Stored data entries
-- Opening Marker --

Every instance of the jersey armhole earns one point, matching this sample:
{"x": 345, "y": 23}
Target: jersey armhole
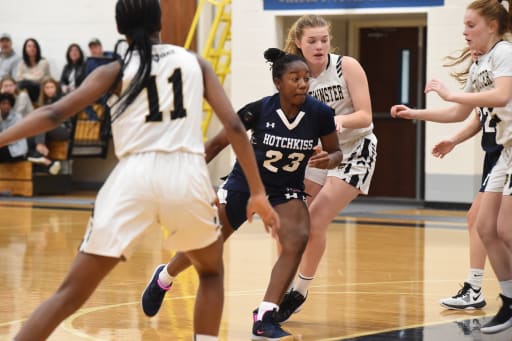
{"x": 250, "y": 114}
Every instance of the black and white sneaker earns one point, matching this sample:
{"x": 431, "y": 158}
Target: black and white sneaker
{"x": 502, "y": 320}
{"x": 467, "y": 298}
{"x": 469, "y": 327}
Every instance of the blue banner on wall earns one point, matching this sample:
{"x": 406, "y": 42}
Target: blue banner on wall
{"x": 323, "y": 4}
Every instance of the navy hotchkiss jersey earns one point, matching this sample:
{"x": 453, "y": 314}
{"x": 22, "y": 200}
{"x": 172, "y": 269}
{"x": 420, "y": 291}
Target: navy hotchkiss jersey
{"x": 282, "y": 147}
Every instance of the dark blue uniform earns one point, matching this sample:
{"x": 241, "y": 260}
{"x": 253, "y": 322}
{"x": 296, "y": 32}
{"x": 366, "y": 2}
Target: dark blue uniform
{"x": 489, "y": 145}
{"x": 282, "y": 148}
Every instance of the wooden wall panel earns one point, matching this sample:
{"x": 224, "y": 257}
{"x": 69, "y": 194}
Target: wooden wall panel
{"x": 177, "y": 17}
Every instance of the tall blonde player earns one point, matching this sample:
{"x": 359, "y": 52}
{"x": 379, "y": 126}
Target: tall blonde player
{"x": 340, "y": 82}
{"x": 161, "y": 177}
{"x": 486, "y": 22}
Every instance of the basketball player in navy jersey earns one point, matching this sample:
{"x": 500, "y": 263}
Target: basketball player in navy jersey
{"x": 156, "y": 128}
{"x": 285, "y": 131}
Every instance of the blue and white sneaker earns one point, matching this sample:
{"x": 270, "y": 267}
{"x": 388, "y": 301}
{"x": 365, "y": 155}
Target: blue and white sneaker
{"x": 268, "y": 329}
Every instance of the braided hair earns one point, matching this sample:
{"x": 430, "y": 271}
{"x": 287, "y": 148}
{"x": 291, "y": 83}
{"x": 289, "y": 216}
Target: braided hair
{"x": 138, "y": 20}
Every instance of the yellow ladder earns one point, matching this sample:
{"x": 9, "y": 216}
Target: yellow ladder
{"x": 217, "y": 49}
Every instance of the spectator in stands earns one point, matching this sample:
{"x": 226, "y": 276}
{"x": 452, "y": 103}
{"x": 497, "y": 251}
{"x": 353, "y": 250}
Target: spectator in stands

-- Closing Marker --

◆ **WHAT TO WORK ON**
Return every entry above exactly. Pictures stay out.

◆ **EXERCISE OUTPUT**
Every instance of the jersey armhole earns one point, matching this sample:
{"x": 345, "y": 23}
Target: jersey armhole
{"x": 250, "y": 114}
Every instance of the black and white sneaker earns one point, matching this sample:
{"x": 431, "y": 158}
Target: black and white sneaker
{"x": 502, "y": 320}
{"x": 467, "y": 298}
{"x": 469, "y": 327}
Every instance of the blue banner on wall earns one point, matching this sample:
{"x": 406, "y": 42}
Target: blue banner on wall
{"x": 323, "y": 4}
Every instance of the navy hotchkiss jersey earns one point, matching this sample:
{"x": 453, "y": 314}
{"x": 22, "y": 200}
{"x": 172, "y": 269}
{"x": 420, "y": 291}
Target: navy hotchkiss jersey
{"x": 282, "y": 147}
Every instance of the dark blue uniform earns one point, matching this sample:
{"x": 241, "y": 260}
{"x": 253, "y": 322}
{"x": 296, "y": 32}
{"x": 366, "y": 2}
Target: dark blue uniform
{"x": 489, "y": 145}
{"x": 282, "y": 148}
Every instance of the wooden wall panel earns one point, matching this sample:
{"x": 224, "y": 257}
{"x": 69, "y": 194}
Target: wooden wall panel
{"x": 177, "y": 17}
Every instance of the tall blonde player earns one point, matching this sample:
{"x": 359, "y": 52}
{"x": 379, "y": 126}
Target: tall blonde player
{"x": 340, "y": 82}
{"x": 161, "y": 177}
{"x": 486, "y": 22}
Every instance of the basketball player in navy jersey earns one point, matching this sample:
{"x": 500, "y": 263}
Target: basketball player in navy jersey
{"x": 156, "y": 128}
{"x": 285, "y": 131}
Every instance of the blue and white sneaker earns one point, matching this sample:
{"x": 270, "y": 267}
{"x": 388, "y": 301}
{"x": 365, "y": 155}
Target: blue and white sneaker
{"x": 268, "y": 329}
Every instance of the braided hair earns one point, matching this sample:
{"x": 430, "y": 271}
{"x": 287, "y": 148}
{"x": 291, "y": 83}
{"x": 289, "y": 216}
Target: braided hair
{"x": 138, "y": 20}
Every instance of the yellow ladder earns one point, matching this sample:
{"x": 9, "y": 216}
Target: yellow ladder
{"x": 217, "y": 49}
Every instance of the spectator in stands earns one point, matching this sample:
{"x": 226, "y": 276}
{"x": 452, "y": 103}
{"x": 497, "y": 251}
{"x": 353, "y": 250}
Target: spectator in stands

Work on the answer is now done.